-- Start LISTED RECORDS --

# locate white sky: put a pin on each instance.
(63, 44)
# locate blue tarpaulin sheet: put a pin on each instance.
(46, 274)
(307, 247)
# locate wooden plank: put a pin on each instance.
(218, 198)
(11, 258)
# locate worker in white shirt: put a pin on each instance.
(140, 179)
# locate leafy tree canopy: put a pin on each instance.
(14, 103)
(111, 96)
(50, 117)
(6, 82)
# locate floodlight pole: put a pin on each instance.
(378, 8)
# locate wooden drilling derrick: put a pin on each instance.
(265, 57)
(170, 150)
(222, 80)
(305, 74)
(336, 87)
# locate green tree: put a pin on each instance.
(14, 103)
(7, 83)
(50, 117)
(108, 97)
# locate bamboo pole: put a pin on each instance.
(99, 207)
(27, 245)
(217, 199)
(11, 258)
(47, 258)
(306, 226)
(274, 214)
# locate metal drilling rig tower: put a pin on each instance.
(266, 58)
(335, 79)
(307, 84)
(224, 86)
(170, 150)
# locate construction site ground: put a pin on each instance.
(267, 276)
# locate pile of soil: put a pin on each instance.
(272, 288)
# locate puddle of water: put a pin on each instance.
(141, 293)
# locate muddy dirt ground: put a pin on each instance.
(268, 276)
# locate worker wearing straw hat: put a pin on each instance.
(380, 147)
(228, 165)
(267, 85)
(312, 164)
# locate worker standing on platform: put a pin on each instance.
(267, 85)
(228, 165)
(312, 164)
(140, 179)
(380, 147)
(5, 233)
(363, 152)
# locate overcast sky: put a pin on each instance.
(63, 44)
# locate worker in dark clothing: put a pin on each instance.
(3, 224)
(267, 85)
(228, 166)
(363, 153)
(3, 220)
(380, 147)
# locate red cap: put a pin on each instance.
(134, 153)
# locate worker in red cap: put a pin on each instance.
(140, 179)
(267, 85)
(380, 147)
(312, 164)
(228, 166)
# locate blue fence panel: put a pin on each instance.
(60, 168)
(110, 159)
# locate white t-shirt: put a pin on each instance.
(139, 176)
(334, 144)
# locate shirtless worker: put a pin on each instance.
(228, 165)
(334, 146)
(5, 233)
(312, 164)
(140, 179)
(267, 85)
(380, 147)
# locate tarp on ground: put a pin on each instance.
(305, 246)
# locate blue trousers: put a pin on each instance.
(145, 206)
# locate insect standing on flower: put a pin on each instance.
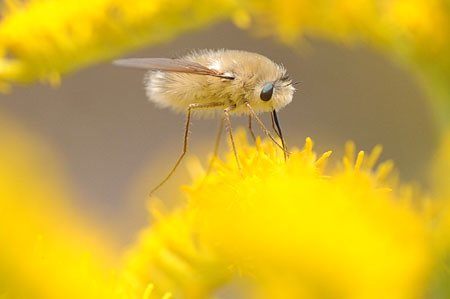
(217, 82)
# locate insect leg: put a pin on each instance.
(185, 139)
(277, 128)
(250, 129)
(263, 127)
(226, 115)
(216, 146)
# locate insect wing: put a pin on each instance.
(168, 65)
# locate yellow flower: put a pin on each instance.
(40, 39)
(288, 230)
(47, 250)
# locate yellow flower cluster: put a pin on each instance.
(40, 39)
(288, 230)
(46, 249)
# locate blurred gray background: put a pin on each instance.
(112, 139)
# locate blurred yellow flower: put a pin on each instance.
(47, 250)
(40, 39)
(288, 230)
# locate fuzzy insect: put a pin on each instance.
(217, 82)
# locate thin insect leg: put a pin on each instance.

-- End LISTED RECORDS --

### WRITTEN REQUEST
Rewrite the rows from the line with "# locate blurred yellow" through the last row, switching "insect" to "bug" and keeping everything else the same.

### THE SOLUTION
# locate blurred yellow flower: put a pin on each instance.
(47, 250)
(40, 39)
(288, 230)
# locate fuzzy bug: put a pin on each instance.
(217, 82)
# locate thin bug leg: put a pin on each instance.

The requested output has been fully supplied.